#### [Data shown]
:::::
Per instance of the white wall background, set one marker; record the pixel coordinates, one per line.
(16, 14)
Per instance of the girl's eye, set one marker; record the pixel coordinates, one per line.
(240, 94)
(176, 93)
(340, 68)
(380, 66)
:::::
#### [Direction]
Write out every one of the rows above, copying each line precisely.

#### [The output]
Per instance of the white wall background, set one marker; record the pixel coordinates, one per line.
(16, 14)
Per instance of the girl's eye, set one marker; record the pixel coordinates, one per line.
(240, 94)
(176, 93)
(340, 68)
(380, 66)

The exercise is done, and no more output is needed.